(GIVEN ENTRIES):
□ □ □ □

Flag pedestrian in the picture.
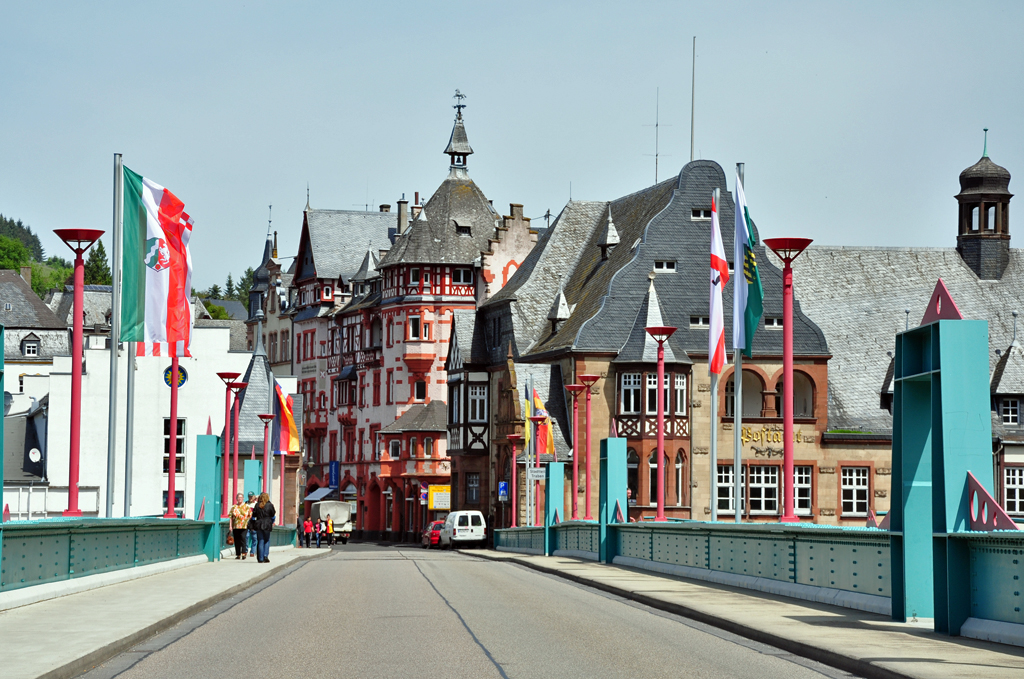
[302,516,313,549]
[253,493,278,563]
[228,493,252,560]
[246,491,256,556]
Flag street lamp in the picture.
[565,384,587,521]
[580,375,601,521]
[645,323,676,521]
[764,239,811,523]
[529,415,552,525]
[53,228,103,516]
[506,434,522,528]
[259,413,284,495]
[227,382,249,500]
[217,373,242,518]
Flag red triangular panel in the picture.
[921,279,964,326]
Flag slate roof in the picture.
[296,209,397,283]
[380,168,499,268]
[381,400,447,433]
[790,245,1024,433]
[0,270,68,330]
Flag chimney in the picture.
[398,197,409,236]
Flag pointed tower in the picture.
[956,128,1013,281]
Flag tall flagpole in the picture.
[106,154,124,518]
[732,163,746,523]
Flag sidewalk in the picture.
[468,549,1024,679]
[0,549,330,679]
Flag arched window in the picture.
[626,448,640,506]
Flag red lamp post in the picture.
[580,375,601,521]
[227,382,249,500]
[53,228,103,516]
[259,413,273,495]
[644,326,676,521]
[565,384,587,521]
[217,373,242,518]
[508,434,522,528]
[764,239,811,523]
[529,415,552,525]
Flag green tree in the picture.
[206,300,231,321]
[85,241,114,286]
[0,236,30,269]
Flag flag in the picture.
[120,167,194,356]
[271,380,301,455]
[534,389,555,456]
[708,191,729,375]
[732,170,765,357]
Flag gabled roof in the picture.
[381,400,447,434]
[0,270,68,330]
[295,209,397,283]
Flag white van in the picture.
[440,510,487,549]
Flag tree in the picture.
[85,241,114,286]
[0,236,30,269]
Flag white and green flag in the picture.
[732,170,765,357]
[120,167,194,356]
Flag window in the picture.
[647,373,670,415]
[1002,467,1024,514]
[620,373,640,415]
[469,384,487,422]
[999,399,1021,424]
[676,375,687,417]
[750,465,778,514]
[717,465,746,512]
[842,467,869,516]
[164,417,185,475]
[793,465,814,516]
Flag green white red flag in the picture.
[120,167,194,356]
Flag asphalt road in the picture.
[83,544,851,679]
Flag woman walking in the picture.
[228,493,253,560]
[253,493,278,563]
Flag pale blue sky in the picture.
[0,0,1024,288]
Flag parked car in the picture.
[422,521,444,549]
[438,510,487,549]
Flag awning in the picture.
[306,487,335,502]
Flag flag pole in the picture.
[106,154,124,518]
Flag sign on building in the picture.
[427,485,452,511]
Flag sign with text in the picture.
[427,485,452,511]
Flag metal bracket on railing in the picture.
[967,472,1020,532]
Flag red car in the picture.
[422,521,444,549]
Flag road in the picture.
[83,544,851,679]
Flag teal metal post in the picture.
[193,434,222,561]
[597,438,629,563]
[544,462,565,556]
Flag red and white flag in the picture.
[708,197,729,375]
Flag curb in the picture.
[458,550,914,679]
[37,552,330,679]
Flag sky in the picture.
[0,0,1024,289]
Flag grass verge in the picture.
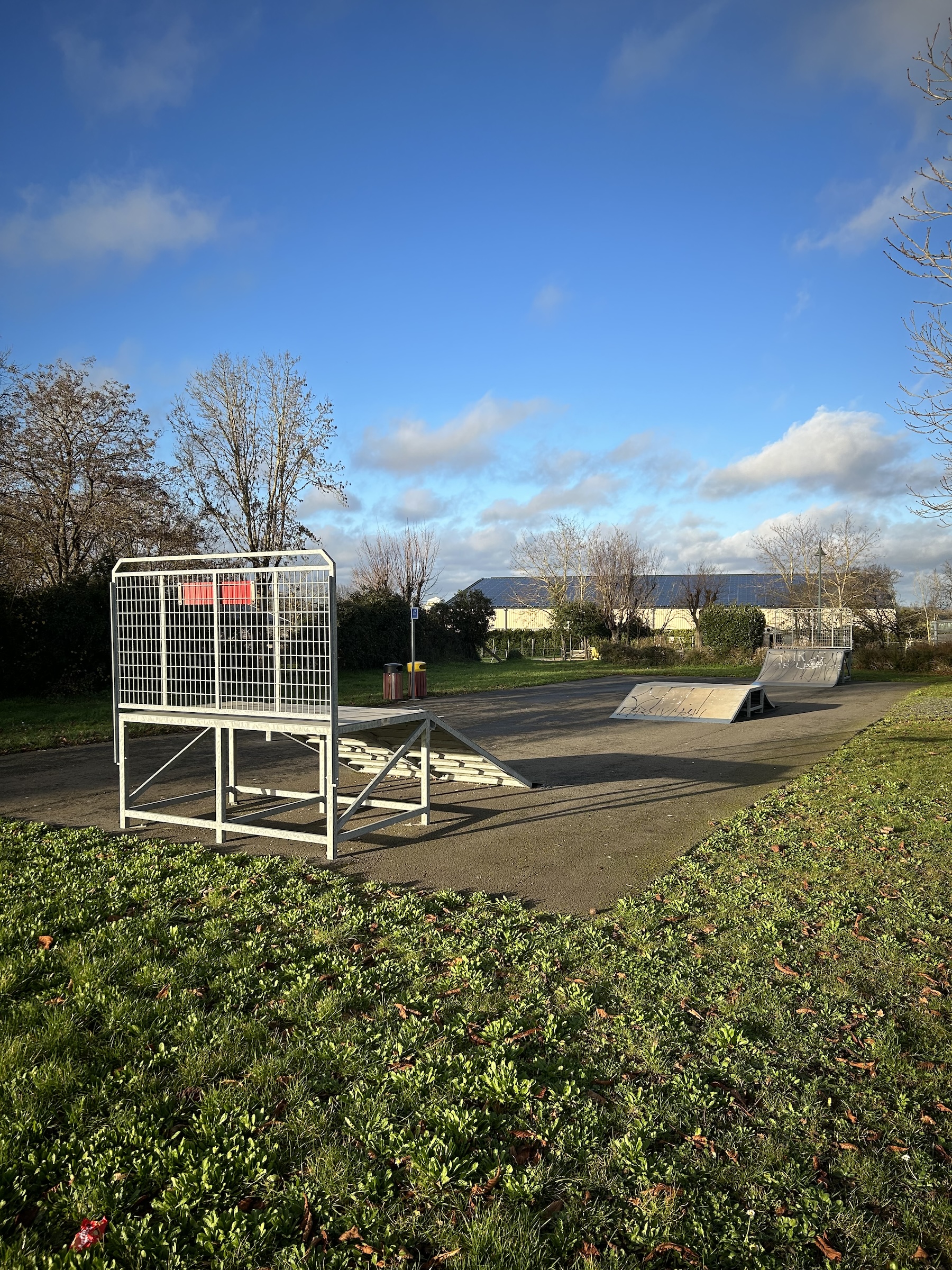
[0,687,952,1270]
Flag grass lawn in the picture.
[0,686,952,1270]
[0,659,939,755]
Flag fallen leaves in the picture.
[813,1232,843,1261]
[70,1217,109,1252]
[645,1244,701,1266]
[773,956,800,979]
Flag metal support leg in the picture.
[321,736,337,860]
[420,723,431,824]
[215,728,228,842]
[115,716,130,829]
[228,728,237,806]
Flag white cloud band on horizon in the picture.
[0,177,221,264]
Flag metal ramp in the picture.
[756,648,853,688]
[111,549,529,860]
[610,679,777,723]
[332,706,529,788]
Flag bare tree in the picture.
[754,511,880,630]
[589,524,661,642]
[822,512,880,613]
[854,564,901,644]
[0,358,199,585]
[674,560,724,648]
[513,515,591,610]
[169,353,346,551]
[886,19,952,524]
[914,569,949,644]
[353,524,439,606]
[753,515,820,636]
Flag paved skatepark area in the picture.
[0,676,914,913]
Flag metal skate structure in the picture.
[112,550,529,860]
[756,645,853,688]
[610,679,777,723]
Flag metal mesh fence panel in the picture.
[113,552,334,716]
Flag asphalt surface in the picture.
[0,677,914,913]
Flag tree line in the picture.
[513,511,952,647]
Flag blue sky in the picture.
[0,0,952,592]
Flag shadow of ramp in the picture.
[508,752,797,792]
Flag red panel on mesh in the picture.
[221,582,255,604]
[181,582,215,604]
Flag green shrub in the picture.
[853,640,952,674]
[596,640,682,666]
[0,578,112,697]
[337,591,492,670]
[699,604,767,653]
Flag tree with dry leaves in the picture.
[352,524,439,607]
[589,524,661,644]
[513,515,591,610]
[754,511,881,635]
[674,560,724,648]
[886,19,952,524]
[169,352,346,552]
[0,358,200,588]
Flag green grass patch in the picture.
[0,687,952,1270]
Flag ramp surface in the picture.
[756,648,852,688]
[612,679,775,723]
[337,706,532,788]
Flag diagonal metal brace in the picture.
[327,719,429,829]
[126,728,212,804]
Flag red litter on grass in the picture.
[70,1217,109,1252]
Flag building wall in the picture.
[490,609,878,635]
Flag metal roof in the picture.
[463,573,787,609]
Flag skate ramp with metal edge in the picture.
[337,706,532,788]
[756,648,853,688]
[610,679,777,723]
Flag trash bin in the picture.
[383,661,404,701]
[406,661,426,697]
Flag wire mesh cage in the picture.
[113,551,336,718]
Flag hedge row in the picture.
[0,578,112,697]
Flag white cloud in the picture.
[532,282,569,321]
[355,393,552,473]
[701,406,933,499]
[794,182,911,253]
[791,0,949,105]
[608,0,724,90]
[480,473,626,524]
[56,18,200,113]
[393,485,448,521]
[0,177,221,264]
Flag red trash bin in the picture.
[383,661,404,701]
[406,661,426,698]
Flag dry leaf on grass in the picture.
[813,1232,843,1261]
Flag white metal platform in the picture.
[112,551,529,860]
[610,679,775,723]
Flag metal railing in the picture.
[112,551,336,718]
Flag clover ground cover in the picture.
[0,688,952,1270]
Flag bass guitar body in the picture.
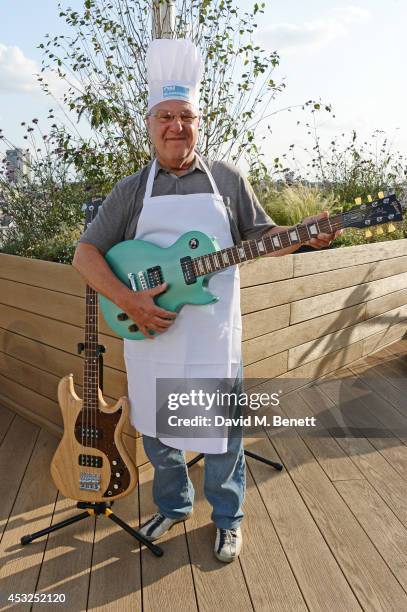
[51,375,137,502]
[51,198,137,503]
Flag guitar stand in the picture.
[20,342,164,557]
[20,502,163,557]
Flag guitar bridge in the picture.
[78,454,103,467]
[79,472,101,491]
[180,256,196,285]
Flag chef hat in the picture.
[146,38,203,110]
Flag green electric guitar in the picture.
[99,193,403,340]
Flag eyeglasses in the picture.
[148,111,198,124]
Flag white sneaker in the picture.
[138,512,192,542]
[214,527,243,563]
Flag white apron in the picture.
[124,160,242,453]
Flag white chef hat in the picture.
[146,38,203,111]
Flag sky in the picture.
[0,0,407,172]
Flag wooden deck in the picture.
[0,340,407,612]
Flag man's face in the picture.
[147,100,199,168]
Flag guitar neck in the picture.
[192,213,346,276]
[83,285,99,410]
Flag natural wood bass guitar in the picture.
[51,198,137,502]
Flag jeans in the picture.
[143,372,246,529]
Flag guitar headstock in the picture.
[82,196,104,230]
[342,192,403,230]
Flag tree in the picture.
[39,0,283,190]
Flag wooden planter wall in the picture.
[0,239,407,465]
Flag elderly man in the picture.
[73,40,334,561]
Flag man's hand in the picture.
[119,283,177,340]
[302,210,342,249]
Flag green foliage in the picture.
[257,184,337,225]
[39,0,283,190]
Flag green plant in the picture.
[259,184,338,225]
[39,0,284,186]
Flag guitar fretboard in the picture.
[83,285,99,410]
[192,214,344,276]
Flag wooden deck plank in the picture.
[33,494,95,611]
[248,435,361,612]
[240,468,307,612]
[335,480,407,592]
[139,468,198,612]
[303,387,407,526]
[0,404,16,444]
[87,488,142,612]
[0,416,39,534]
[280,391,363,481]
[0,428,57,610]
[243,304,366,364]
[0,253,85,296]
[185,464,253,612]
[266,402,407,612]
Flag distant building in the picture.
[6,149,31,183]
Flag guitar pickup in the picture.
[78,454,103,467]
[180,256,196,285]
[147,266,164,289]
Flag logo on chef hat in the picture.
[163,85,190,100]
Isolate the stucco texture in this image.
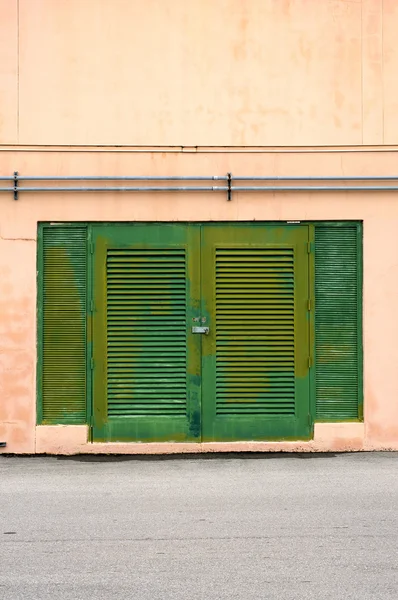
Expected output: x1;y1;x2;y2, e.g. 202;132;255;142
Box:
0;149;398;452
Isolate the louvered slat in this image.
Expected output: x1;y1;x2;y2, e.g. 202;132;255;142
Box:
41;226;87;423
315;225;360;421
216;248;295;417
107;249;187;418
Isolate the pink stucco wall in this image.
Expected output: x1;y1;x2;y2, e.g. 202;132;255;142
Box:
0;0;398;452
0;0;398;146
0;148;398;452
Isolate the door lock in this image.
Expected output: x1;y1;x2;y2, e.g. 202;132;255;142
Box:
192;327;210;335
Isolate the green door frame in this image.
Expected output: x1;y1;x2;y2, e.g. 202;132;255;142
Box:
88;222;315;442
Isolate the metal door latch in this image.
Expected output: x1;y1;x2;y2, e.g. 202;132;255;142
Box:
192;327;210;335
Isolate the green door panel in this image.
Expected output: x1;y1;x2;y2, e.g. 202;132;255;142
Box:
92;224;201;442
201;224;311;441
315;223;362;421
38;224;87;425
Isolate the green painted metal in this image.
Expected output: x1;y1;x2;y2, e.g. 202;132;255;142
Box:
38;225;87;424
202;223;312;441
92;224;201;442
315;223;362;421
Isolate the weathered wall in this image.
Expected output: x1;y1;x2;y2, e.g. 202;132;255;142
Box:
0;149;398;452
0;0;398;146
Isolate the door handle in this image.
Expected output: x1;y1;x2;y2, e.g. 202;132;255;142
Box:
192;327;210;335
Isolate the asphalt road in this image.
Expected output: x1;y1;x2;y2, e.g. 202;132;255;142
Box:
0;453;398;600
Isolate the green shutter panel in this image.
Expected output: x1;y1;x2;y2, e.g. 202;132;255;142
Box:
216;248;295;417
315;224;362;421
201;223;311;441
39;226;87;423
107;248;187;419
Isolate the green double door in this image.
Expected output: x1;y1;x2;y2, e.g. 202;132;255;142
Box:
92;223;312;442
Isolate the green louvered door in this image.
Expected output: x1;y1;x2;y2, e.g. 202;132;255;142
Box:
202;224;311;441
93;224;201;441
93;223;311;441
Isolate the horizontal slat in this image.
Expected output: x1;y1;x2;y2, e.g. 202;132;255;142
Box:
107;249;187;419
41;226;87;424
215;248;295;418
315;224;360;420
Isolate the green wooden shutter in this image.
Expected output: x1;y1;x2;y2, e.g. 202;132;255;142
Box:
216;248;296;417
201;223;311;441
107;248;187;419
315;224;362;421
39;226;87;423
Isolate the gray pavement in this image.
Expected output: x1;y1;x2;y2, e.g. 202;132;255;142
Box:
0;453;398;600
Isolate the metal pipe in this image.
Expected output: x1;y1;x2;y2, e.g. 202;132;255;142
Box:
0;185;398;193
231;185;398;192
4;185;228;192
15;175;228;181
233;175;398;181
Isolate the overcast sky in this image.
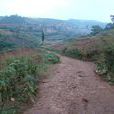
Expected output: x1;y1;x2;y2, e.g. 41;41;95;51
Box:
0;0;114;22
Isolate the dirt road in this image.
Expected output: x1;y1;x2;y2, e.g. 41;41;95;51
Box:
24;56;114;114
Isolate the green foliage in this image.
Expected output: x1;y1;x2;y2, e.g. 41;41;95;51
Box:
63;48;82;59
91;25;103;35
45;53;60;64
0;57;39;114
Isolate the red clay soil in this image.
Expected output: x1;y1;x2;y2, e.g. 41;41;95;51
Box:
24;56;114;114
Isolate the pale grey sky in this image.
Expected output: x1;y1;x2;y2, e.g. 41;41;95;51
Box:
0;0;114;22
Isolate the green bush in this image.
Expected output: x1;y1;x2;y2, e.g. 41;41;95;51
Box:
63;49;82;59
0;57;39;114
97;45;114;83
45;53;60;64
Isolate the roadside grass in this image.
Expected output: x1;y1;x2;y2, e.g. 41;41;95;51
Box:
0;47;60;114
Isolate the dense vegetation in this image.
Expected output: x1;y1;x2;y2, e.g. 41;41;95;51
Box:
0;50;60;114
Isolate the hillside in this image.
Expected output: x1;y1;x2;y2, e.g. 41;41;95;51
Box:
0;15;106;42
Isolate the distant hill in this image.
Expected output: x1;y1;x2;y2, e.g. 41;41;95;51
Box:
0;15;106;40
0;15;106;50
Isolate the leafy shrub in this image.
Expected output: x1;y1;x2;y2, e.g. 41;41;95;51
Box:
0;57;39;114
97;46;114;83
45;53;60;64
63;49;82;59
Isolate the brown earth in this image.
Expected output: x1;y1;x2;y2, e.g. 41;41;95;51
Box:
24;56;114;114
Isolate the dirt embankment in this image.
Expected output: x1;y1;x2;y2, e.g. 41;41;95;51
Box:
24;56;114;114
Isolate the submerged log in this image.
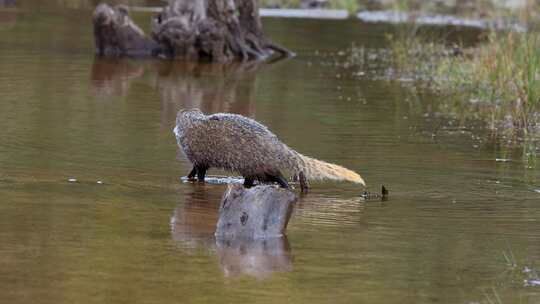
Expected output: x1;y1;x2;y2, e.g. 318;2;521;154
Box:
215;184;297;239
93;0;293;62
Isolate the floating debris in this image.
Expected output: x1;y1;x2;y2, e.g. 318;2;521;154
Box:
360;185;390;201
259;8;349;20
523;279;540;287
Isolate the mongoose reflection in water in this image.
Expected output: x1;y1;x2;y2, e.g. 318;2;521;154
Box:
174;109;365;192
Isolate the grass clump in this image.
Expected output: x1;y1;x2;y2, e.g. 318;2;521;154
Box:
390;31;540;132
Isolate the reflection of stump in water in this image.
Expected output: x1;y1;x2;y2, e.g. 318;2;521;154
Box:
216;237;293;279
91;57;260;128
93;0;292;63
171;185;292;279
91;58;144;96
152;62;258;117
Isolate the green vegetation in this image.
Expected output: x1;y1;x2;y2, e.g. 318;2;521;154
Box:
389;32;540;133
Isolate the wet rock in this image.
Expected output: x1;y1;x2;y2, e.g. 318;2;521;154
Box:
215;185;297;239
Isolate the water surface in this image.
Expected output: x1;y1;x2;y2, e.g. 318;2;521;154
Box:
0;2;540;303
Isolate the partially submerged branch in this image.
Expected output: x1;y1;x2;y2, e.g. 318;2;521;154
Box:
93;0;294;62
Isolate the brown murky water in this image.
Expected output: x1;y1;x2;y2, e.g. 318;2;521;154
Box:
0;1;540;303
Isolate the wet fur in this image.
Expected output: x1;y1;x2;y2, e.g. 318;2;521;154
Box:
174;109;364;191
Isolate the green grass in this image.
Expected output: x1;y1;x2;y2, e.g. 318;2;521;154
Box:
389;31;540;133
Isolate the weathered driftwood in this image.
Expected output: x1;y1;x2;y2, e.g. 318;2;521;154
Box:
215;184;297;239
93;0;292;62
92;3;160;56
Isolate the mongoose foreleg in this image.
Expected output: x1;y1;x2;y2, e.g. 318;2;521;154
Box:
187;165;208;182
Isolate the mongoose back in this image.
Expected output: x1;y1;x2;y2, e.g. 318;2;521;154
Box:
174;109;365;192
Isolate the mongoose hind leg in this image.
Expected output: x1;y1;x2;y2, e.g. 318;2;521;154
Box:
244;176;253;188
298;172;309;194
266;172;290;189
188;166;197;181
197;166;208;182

□ □ □ □

(PROBLEM STATEMENT):
Recast the rows from the line with "Flag guitar headstock in the picture." up to and including the line with "[302,210,342,249]" as a JSON list of strings, one string per line, leaving out blank lines.

(OUTPUT OF THE TASK):
[
  "Flag guitar headstock in the picture.",
  "[82,196,104,230]",
  "[342,192,403,230]",
  "Flag tree in the picture.",
  "[39,0,283,190]",
  "Flag wooden planter wall in the picture.",
  "[0,239,407,465]",
  "Flag elderly man in the picture.",
  "[73,40,334,561]",
  "Flag man's hand in the picture.",
  "[119,283,177,340]",
  "[302,210,342,249]"
]